OBIETTIVO:
Filtra l'elenco qui sotto e trascrivi ogni riga che contiene la parola "white", tenendo conto di maiuscole e minuscole.

MATERIALE DI LAVORO:
★ ★ ★ ★ ★

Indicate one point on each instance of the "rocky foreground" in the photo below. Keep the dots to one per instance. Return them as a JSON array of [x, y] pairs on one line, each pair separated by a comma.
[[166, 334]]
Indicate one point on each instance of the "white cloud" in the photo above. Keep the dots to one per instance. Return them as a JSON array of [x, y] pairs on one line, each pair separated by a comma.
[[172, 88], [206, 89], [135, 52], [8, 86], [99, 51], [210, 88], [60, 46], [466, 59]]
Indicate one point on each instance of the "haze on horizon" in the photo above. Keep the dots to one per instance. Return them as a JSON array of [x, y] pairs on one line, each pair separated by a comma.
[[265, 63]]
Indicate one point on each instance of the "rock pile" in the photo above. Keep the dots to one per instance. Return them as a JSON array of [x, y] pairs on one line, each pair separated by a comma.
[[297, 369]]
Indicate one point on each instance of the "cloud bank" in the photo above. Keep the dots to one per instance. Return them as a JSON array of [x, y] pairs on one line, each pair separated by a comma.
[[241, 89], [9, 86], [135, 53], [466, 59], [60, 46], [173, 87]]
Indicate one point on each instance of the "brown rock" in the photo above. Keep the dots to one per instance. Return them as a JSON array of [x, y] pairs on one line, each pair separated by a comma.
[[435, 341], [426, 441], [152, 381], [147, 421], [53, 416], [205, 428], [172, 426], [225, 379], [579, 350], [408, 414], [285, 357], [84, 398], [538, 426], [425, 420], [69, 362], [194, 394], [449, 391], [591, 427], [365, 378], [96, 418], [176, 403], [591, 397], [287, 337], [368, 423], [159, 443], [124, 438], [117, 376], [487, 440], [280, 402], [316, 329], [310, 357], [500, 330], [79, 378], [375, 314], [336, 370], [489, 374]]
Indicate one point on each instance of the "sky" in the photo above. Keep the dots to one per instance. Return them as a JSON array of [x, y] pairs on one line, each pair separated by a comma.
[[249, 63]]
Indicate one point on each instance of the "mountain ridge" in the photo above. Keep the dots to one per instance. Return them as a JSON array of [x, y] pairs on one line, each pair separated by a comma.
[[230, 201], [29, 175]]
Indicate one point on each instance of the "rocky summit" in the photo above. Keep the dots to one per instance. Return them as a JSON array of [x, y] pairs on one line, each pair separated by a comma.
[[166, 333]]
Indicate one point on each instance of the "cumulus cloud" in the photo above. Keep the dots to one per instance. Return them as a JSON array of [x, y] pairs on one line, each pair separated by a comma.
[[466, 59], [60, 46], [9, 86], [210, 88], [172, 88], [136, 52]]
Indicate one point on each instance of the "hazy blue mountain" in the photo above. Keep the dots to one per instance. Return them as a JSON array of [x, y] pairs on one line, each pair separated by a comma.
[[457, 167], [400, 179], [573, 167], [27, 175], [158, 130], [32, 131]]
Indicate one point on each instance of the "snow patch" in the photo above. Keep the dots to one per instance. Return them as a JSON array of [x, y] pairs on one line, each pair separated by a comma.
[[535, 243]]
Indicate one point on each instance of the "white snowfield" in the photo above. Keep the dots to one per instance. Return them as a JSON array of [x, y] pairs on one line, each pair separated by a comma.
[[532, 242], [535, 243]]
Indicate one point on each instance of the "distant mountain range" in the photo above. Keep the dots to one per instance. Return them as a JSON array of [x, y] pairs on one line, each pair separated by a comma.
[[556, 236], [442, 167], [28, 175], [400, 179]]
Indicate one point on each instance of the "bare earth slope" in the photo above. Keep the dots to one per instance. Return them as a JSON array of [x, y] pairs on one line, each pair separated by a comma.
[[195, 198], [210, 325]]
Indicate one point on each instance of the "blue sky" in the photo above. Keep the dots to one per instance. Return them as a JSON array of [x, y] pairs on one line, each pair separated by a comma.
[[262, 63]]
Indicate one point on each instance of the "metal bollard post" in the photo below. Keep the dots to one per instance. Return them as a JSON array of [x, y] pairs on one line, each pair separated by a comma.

★ ★ ★ ★ ★

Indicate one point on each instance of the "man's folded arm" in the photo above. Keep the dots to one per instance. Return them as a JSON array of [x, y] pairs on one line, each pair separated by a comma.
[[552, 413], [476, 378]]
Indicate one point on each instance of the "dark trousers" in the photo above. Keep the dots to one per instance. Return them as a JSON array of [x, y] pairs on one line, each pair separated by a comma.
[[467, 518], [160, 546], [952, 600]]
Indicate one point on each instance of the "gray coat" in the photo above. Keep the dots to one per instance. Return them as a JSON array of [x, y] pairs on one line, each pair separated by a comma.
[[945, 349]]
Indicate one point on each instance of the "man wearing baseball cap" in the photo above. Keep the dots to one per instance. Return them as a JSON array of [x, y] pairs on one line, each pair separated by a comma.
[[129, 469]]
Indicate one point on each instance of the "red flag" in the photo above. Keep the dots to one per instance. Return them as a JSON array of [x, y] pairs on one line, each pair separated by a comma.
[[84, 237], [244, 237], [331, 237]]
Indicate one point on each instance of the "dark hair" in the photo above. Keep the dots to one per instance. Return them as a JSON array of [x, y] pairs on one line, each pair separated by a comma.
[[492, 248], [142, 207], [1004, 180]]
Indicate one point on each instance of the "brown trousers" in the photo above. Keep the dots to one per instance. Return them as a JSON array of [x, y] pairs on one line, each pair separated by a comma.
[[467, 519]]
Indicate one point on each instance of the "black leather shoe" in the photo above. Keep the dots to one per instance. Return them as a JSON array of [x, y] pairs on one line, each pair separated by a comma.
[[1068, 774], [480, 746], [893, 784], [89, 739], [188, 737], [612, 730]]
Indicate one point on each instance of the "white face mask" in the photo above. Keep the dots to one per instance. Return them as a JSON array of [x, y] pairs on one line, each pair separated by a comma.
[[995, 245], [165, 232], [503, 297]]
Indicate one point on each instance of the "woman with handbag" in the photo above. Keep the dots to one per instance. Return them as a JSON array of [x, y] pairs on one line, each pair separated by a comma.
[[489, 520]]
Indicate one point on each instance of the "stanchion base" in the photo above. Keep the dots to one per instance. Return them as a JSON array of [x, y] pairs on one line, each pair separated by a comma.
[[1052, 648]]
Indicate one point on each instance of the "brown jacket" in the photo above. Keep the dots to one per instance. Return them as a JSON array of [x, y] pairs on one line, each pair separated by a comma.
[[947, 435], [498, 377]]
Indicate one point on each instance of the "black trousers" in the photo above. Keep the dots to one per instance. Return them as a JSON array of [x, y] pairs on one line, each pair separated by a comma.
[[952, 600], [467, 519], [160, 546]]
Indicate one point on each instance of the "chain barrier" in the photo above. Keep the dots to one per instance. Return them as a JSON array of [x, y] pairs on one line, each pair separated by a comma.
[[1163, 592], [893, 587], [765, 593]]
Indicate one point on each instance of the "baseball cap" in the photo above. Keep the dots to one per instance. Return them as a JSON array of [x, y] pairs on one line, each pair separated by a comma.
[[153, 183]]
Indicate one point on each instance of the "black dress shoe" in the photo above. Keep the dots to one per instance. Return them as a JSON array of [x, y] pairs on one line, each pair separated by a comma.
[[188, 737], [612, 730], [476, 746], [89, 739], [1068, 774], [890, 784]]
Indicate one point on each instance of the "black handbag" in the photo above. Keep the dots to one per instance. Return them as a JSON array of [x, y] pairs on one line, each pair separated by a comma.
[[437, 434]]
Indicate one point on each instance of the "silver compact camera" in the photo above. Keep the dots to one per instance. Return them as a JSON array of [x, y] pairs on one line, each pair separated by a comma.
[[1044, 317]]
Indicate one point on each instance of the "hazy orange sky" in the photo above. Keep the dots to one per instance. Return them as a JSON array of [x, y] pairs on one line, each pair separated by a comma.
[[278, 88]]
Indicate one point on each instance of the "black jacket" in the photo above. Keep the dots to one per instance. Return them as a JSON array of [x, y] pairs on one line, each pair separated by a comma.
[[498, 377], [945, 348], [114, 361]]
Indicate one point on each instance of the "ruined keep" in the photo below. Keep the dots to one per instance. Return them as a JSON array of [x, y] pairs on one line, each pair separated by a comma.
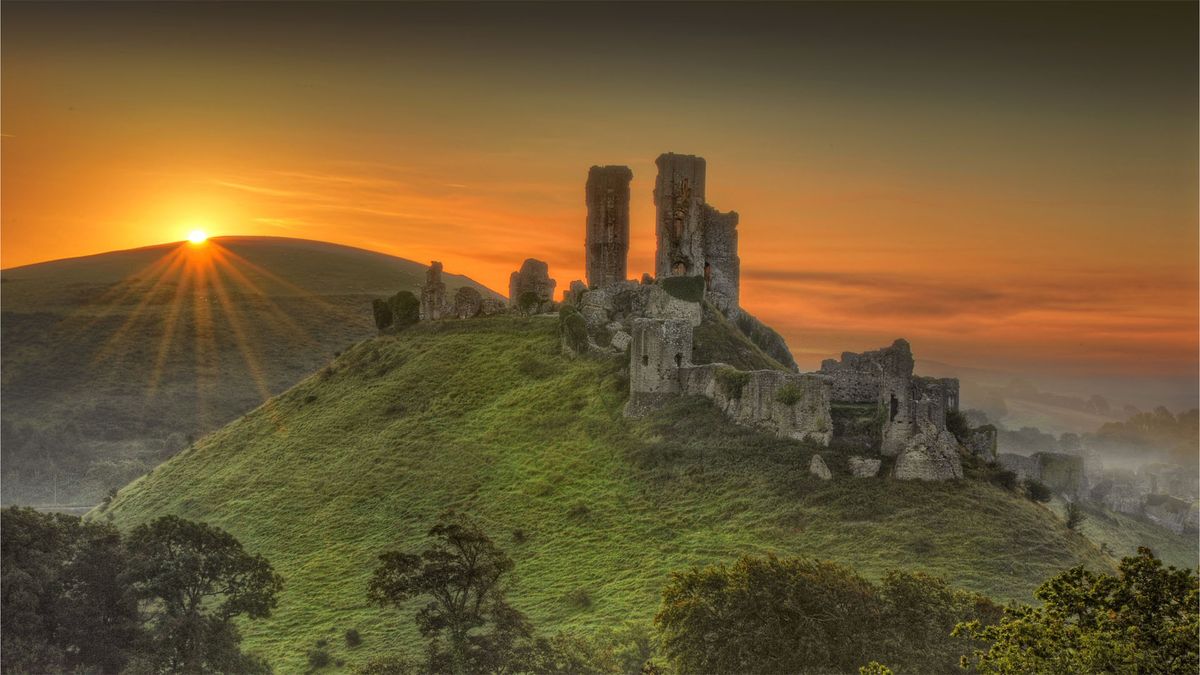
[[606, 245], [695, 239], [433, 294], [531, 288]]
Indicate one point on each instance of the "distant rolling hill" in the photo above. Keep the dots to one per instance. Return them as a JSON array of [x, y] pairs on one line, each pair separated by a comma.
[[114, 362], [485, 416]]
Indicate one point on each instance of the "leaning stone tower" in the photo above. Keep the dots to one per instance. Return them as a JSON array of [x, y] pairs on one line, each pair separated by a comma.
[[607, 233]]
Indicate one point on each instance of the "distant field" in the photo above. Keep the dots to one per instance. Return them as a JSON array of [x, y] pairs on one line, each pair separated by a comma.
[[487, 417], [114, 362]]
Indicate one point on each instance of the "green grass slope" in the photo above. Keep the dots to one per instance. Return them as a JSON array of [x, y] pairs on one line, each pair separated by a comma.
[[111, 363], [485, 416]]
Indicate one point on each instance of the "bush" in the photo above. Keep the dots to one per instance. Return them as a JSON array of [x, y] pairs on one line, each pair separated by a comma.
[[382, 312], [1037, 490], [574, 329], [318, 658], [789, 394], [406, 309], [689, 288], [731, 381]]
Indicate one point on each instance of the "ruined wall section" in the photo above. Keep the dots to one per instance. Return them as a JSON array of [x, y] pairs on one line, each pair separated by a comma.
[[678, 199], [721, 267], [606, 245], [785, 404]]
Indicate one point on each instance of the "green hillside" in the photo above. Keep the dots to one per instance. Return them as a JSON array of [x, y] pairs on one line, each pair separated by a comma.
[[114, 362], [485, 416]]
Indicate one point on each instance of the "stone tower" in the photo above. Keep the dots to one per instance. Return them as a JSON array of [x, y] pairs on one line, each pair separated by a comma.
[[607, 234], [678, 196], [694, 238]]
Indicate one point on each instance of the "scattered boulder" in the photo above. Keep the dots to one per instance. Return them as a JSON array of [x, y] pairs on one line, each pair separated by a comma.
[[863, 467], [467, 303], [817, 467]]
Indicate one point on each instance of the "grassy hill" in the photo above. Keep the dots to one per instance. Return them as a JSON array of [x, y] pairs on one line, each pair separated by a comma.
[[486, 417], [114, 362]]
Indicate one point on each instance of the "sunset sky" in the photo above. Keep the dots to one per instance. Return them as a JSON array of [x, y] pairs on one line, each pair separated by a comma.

★ ★ ★ ★ ★

ESERCIZIO SVOLTO:
Indicate one point on each instance of the "white cloud" in the photo above. Keep the dots to one per instance. Return them as a JSON array of [x, y] pairs on one line, each pair separated by a comma.
Indicate one point on each instance of the "white snowfield" in the photo above. Keep the dots to one per instance. Return them as a JSON array of [x, y] pairs on one line, each pair separated by a comma.
Indicate one point on each instance of the "white face mask" in the photo above. Keep the dots to one per instance. Return them as a JSON array of [x, y] pairs on one line, each pair separated by a comma.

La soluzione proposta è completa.